## Selected excerpt
Formed at Northolt on 14 October 1925 as a light bomber squadron in the Auxiliary Air Force. Initially equipped with DH9As, it later received Wapiti's in August 1929 and Harts in January 1935. It continued in the bomber role until 1 July 1934 when it was redesignated a fighter squadron, but it was February 1937 before the first Demons arrived, conversion being complete by April. Blenheims arrived in January 1939 and although originally intended to operate both in the day and night role. In February 1940 Fg Off Tollimarche won a George Cross as a result of attempting to rescue his passenger following a crash landing in which his aircraft caught fire. Not expected to live he actually recovered, becoming one of the first 'Guinea Pigs'.
The day the Germans invaded France and the Low Countries, 10 May 1940, the squadron dispatched 6 a/c to attach Waalhaven Airfield in Rotterdam. 5 of the 6 were shot down by German Bf 110's and 7 aircrew killed, including Sqn Ldr "Jimmy" Wells the CO. As a result of operations like this it soon became obvious that the Blenheim was not suitable for the day fighter role. However, the squadron soon adapted to the night fighter role and was one of the first units to use Airborne Interception (AI) radar. Beaufighters replaced the Blenheims in September 1940 and it continued to operate this type until 1945.
It moved to North Africa in November 1942, Malta in June 1943 and finally to Italy in September 1943, continuing to operate in the night fighter/intruder role throughout. Mosquitos were received in January 1945 which were retained until the squadron disbanded on 21 August 1945.
With the reactivation of the Royal Auxiliary Air Force, 600 was reformed on 10 May 1946 at Biggin Hill as a day fighter squadron under the command of under Sqn Ldr Norman Hayes, who had flown the only Blenheim to make it back from the raid on Rotterdam on 10 May 1940. It was initially equipped with Spitfire F14Es, F21s and F 22s, until March 1950 when Meteor F 4s began to arrive, the squadron being fully re-equipped by November. These were replaced by F 8s in November 1951 but along with all the flying units of the RAuxAF, it was disbanded on 10 March 1957.
With the decision to resurrect the RAuxAF squadron numbers, it was reformed from No 1 (County of Hertford) MHU in 2001 and is designated HQ Augmentation Squadron.

## Material provided

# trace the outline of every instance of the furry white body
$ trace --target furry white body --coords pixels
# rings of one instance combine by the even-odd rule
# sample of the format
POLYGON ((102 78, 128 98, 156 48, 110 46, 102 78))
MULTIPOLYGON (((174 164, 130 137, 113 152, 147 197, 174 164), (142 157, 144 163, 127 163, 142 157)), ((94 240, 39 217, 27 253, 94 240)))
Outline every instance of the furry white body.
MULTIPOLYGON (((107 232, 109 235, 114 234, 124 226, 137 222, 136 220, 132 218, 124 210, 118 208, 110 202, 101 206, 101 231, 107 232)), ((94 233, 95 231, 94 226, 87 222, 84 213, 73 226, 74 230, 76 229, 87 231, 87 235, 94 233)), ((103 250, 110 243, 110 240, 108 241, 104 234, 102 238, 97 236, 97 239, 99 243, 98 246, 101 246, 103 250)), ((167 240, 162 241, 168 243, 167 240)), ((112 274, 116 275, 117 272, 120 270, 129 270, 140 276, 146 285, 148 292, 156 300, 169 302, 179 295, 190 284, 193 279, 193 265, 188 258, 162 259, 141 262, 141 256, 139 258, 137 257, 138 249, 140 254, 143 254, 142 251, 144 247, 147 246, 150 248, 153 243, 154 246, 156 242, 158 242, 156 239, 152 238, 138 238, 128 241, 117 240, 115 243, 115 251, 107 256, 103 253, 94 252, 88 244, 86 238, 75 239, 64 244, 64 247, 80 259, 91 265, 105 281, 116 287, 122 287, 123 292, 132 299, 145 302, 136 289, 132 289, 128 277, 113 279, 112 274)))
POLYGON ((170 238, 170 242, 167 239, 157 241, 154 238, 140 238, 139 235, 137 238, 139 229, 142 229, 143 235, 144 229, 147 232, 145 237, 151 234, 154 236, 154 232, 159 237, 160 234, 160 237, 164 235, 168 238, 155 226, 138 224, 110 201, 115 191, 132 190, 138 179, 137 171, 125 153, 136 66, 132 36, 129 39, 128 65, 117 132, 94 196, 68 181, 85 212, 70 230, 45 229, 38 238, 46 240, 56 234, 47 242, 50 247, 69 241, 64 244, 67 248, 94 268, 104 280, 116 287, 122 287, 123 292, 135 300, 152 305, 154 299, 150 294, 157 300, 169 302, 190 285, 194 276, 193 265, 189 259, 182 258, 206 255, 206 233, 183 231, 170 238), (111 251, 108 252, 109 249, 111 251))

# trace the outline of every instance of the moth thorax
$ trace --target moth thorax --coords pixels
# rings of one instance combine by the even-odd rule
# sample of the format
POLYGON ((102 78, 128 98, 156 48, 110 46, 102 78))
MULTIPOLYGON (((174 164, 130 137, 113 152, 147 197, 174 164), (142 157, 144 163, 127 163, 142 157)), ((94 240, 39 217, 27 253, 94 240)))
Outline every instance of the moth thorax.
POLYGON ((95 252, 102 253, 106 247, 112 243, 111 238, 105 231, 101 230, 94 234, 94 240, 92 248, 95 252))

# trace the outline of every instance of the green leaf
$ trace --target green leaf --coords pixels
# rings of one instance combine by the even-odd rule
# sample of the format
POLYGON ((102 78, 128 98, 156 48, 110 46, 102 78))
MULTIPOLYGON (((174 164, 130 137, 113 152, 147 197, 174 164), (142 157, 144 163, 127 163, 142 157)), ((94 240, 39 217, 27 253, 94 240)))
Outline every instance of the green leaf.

## Goals
A. Reproduce word for word the part of the squadron history starting with "It moved to" and going on through "10 March 1957.".
B. Carry on the squadron history from its last sentence, picking up right after it.

## Answers for the exercise
A.
It moved to North Africa in November 1942, Malta in June 1943 and finally to Italy in September 1943, continuing to operate in the night fighter/intruder role throughout. Mosquitos were received in January 1945 which were retained until the squadron disbanded on 21 August 1945.
With the reactivation of the Royal Auxiliary Air Force, 600 was reformed on 10 May 1946 at Biggin Hill as a day fighter squadron under the command of under Sqn Ldr Norman Hayes, who had flown the only Blenheim to make it back from the raid on Rotterdam on 10 May 1940. It was initially equipped with Spitfire F14Es, F21s and F 22s, until March 1950 when Meteor F 4s began to arrive, the squadron being fully re-equipped by November. These were replaced by F 8s in November 1951 but along with all the flying units of the RAuxAF, it was disbanded on 10 March 1957.

B.
No 600 is the only squadron in the RAF to have two official badges, the explanation for which I give here in the words of the 600 Squadron historian, Flt Lt Robin van Geene: -
"The one featuring the City of London crest is called "The Dustcart Crest" as the City badge is found on all vehicles operated by the Corporation of The City of London. The second badge is called "The Moon and Paperknife" from the City dagger crossing the crescent moon. The design was decided on when the Sqn was based in N Africa and represents the Squadron's role as a Night Fighter unit at that time. Post war, on the reformation of the Sqn at Biggin Hill as a day fighter Sqn the Officers reverted to the original crest. This was unofficial until the CO, Sqn Ldr David Proudlove spoke to the Honorary Air Commodore about it. She replied that she would "Have a word with her husband about it". As our HAC was HM Queen Elizabeth, and her husband was King George VI, the authorisation of the second (but to us the first) badge quickly followed. The Herald "Chester King of Arms" was against it, but the King was talked around by our HAC and the Dust Cart badge was approved. We now display both badges, but the Dust Cart Badge is the primary badge of the unit."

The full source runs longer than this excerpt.